### EXERCISE
The entries below are to be retyped exactly. Preserve every word.

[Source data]

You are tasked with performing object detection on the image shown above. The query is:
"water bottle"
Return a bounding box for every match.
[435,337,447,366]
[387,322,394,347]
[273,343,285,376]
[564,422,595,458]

### EXERCISE SOLUTION
You are tasked with performing object detection on the image shown above. The query is:
"water bottle"
Return a bounding box for every match.
[435,337,447,366]
[387,322,394,347]
[273,343,285,376]
[564,422,595,458]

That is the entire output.